● **Dokumenttext**
......

Innere Widerstände
Oder auch: Unser EGO, das immer sofort weiß, was alles nicht geht und warum nicht. Unser Ego ist bekanntlich immer dort besonders stark, wo das Selbstwertempfinden schwach ist. Das kann einzelne Aspekte unserer Persönlichkeit betreffen oder im schlimmsten Fall auch den ganzen Menschen. Wer sich selbst ablehnt, ist auch ansonsten gegen alles und jeden im Widerstand.
Einfach nur dagegen zu sein und dort zu verharren kostet viel Kraft. Es ist dabei auch relativ gleichgültig, ob wir immer Recht haben, vernünftig sind, jetzt keine Zeit haben, das einfach dämlich und unter unserer Würde finden, kein Geld dafür haben, moralisch überlegen sind, kein Verständnis aufbringen können, es einfach jetzt nicht wollen oder was auch immer. Wir wehren uns gegen das Leben so wie es gerade ist. Das ist ungefähr so sinnvoll, wie sich gegen das Wetter aufzulehnen. Widerstand ist tatsächlich zwecklos, denn er ändert nichts. Bei schlechtem Wetter hilft das Meckern nicht, wohl aber geeignete Kleidung.
Für das richtige Leben heißt das, es anzunehmen wie es ist, sich geeignete Maßnahmen zu überlegen und das Bestmögliche aus der jeweiligen Situation zu machen. So einfach – und doch so schwierig. Genau das will unser Ego ja nicht. Es will nichts ändern müssen, sich nicht anpassen oder gar unterordnen müssen, es will die Kontrolle behalten. Immer.
Alles unter Kontrolle zu haben suggeriert Sicherheit und verschleiert Ängste und Unsicherheiten. Wer zum Beispiel Angst vor Zurückweisung hat, wird immer als erster NEIN sagen; wer das Chaos fürchtet ist immer gut organisiert und räumt auch allen anderen im Leben herum; aus lauter Angst vor lieblosem Verhalten der anderen werden wir selbst hart und lieblos; Angst vor Mangel erzeugt entweder Geiz oder übervolle Vorratsschränke; ein ordentlicher Wutanfall im Supermarkt bringt Mamas Aufmerksamkeit sofort zurück; Mitarbeiter, die ständig kontrolliert werden, verlernen das Denken und tun, was man ihnen sagt; oder ich kontrolliere die Situation, indem ich gleich alles selbst mache – die anderen können es ohnehin nicht so gut wie ich; die Liste könnte noch endlos weiter gehen. Allen Kontrollmethoden, Glaubensätzen ist gemeinsam, dass sie etwas verhindern anstatt ermöglichen wollen.

......

● **Datenübersicht**
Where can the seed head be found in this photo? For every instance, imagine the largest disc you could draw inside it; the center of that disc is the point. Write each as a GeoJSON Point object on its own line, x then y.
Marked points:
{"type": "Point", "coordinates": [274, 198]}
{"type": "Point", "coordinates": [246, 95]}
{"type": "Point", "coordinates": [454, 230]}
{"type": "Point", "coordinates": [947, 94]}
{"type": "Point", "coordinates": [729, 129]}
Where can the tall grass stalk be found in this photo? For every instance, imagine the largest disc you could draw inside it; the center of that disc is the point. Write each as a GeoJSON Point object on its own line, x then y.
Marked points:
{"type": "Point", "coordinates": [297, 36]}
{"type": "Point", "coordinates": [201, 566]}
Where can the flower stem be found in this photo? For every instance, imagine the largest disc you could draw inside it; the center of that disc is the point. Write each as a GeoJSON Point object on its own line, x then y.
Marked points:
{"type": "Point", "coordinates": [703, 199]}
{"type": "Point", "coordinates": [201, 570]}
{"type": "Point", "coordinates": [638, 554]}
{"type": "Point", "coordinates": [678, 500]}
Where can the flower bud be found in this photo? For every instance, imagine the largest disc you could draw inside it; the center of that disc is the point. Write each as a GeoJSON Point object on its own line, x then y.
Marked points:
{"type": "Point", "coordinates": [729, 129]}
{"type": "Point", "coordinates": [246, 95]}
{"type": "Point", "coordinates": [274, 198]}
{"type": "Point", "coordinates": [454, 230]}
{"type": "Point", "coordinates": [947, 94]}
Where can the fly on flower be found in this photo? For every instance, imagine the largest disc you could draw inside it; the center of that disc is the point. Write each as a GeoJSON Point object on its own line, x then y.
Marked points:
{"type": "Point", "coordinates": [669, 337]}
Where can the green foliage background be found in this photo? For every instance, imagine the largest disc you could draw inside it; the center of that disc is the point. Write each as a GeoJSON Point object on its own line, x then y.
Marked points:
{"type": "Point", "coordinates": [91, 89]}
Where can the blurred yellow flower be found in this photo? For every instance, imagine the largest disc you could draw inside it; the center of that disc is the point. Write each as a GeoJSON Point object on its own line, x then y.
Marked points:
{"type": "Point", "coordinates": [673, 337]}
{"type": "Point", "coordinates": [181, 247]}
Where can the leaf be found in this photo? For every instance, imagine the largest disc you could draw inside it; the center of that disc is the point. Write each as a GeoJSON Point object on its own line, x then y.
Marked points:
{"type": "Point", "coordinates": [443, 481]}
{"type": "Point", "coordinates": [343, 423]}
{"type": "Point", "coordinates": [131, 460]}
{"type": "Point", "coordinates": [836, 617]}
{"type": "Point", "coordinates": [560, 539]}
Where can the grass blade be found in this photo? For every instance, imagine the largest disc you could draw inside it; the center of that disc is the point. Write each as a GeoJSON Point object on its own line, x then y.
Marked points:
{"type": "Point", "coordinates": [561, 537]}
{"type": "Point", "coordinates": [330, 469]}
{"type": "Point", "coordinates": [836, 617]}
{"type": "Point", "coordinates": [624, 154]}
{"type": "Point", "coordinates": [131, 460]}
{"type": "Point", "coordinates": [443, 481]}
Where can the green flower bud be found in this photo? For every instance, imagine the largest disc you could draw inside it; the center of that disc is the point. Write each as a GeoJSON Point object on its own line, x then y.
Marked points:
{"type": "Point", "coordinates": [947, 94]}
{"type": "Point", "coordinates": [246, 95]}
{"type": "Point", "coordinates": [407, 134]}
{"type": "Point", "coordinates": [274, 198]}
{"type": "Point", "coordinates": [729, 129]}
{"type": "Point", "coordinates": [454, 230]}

......

● **Zu lösende Aufgaben**
(A) Kannst du im Text über innere Widerstände „Wetter“ durch „Klima“ ersetzen und den so bearbeiteten Abschnitt wiedergeben, beginnend bei den Worten „Einfach nur dagegen“ und endend nach „aber geeignete Kleidung.“?
(B) Kannst du den Text über innere Widerstände dort fortführen, wo er aufhört?
Das Material hat mit dem Text nichts zu tun.

● **Lösungsteil**
(A)
Einfach nur dagegen zu sein und dort zu verharren kostet viel Kraft. Es ist dabei auch relativ gleichgültig, ob wir immer Recht haben, vernünftig sind, jetzt keine Zeit haben, das einfach dämlich und unter unserer Würde finden, kein Geld dafür haben, moralisch überlegen sind, kein Verständnis aufbringen können, es einfach jetzt nicht wollen oder was auch immer. Wir wehren uns gegen das Leben so wie es gerade ist. Das ist ungefähr so sinnvoll, wie sich gegen das Klima aufzulehnen. Widerstand ist tatsächlich zwecklos, denn er ändert nichts. Bei schlechtem Klima hilft das Meckern nicht, wohl aber geeignete Kleidung.

(B)
Um meine eigenen inneren Widerstände zu erkennen bzw. die Unsicherheiten und Ängste, die sich dahinter verstecken, ist es tatsächlich sinnvoll, mir mein eigenes Kontrollverhalten anzusehen. Wie sieht es aus und was will ich damit vermeiden? Wovor habe ich in dem jeweiligen Zusammenhang die meiste Angst? Und wie kann ich mit dieser Unsicherheit konstruktiv umgehen? In der Kindheit hat sich jede Unsicherheit lebensbedrohlich angefühlt und die Vermeidungsstrategien haben dort ihren Ursprung. Als erwachsene Menschen haben wir andere Möglichkeiten damit umzugehen und wir sind auch in der Lage, Gefühle der Unsicherheit auszuhalten. Und manchmal wollen sie tatsächlich genau das: einfach nur ausgehalten werden.
„Davon geht die Welt nicht unter und gestorben ist daran auch noch niemand“ ist mit Sicherheit nicht das, was wir in einer solchen Lage gern hören, aber es trifft den Kern der Sache. Wenn wir unsere Kräfte nicht mehr in den Widerstand gegen etwas investieren, werden sie frei und können sich konstruktiv verwirklichen. Im NEIN finde ich keine Lösung für mein Problem. Es ist – s.o. – einfach nur anstrengend. Für alle.
Ich halte also die Unsicherheit aus, wehre mich nicht länger gegen mein Gefühl und finde damit die Kraft, mir den nächsten Schritt zu überlegen, der mich aus dem Problem herausführt. Natürlich gibt es Probleme, die sich jetzt nicht lösen lassen und doch ist es ein Riesenunterschied, ob ich die Situation akzeptiere und das jeweils Beste daraus zu machen versuche oder ob ich mich dagegen wehre und damit erstrecht machtlos bin.
Die inneren Widerstände loszulassen bedeutet, im Moment zu leben, hier und jetzt präsent zu sein. Genau das ist das Leben: Präsenz hier und jetzt und nicht gestern oder morgen. Bei mir zu bleiben und mit meinen Gefühlen in Verbindung zu treten geht immer nur in diesem Moment. Widerstand verhindert Leben. Jedes Mal. Loslassen macht Platz für Lebendigkeit und die fühlt sich am Ende immer gut an. Es ist einen Versuch wert!